* _依頼内容 1_: 革素材の解説文のうち、「同社のマテリアルで最も有名な」から「熱アイロンと共に実施します。」までを一字一句そのまま書き写すこと。
* _依頼内容 2_: 革素材の解説文の続きを、最後に示された文の後から書き継ぐこと。

同社のマテリアルで最も有名なのがMinerva(ミネルバ)シリーズのLiscio(リスシオ)やBox(ボックス)といった種類になりますが、こちらでは靴類や財布、鞄等は作れても衣類となると不向きと判断せざるをえません。リスシオやボックスのミネルバシリーズは革厚が2mmを超えるレンジとなっており、繊維が張り過ぎている為ジャケット類になってしまうと皺の入り方が美しく無く、着用感も悪くなってしまいます。
そこで、このNappaシリーズという事になる訳です。革厚が1.4mm〜程度と抑えられた厚みとなっておりますが、これは単純に通常のリスシオ等に使用される厚いレザーを漉いた訳では無く、原皮の段階からリスシオと比べて薄めの素材を選り分けて鞣しに入れるという事をしております。
元々から薄めの原皮を使用している為、皺の入り方が自然となり、着用感が良好なのが特徴です。
これと相まって、バケッタ製法により深く浸透した油分は、一旦着用者の身体の型に皺が入ると、形状を記憶するが如く素晴らしい皺が刻まれます。
革表面はカゼインと呼ばれる、卵白等のタンパク質を使用した仕上げを、熱アイロンと共に実施します。
ラッカー等の化学物質では無い為、自然な光沢感が付加され、艶やかな仕上がりを実現します。
Nappa Luxのカラーラインアップは全13色
↓↓↓
【BADALASSI CARLO Euphrate/ユーフラテ】Up charge +10,000yen(11,000yen)
名称の通り、チグリス川・ユーフラテス川周辺から隆起した、メソポタミア文明からインスパイアされ作り出された素材。
使い込まれたようなノスタルジックな印象を与え、ビンテージのような表情を作品に与える事が出来るマテリアルです。
レギュラーレザーで使用される"Nappa/ナッパ"シリーズを『ウェットバック』と呼ばれる技法にて加工しております。
鞣し上がり染色が完了した素材を水と共にドラムへ入れ、一定時間ドラムを回す事で革の繊維をほぐす作業を行います。
これによって自然なシボ感が与えられ、Nappaシリーズに比べて経年したような表情を与えます。
この状態から、油分を与えながら水分を抜く乾燥の行程を行い、素材から完全に水分が抜けた後に『グレージング加工』と呼ばれる工程に移ります。

* _資料データ_:
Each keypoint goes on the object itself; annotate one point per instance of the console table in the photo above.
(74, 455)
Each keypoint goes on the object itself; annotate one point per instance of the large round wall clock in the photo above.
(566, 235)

* _解答 1_:
同社のマテリアルで最も有名なのがMinerva(ミネルバ)シリーズのLiscio(リスシオ)やBox(ボックス)といった種類になりますが、こちらでは靴類や財布、鞄等は作れても衣類となると不向きと判断せざるをえません。リスシオやボックスのミネルバシリーズは革厚が2mmを超えるレンジとなっており、繊維が張り過ぎている為ジャケット類になってしまうと皺の入り方が美しく無く、着用感も悪くなってしまいます。
そこで、このNappaシリーズという事になる訳です。革厚が1.4mm〜程度と抑えられた厚みとなっておりますが、これは単純に通常のリスシオ等に使用される厚いレザーを漉いた訳では無く、原皮の段階からリスシオと比べて薄めの素材を選り分けて鞣しに入れるという事をしております。
元々から薄めの原皮を使用している為、皺の入り方が自然となり、着用感が良好なのが特徴です。
これと相まって、バケッタ製法により深く浸透した油分は、一旦着用者の身体の型に皺が入ると、形状を記憶するが如く素晴らしい皺が刻まれます。
革表面はカゼインと呼ばれる、卵白等のタンパク質を使用した仕上げを、熱アイロンと共に実施します。

* _解答 2_:
このグレージング加工は、革表面を水晶やガラスを用いて磨き上げる作業です。
先に御紹介したNappa Luxは表面をカゼインによって仕上げておりますが、こちらのユーフラテでは仕上げ剤を用いずに、より自然な仕上がりとなっております。
【BADALASSI CARLO Tigr/チグリ】Up charge +15,000yen(16,500yen)
上記"Euphrate/ユーフラテ"よりも、さらにシボ感を強調させた仕様がこちらの"Tigr/チグリ"です。
より厚みのある素材を『ウェットバック』する素材としており、ベース革厚が厚い素材を水と共にドラムに入れる事で、より素材が縮み強烈なシボを実現します。
こちらのレザーマテリアルは、仕上がり厚が1.8mm〜2.0mm程度となってしまい、レザージャケットに適さない革厚です。
これを強度上問題の出ない厚み(1.4mm)程度まで漉く事によって、レザージャケットに対応出来るようにしております。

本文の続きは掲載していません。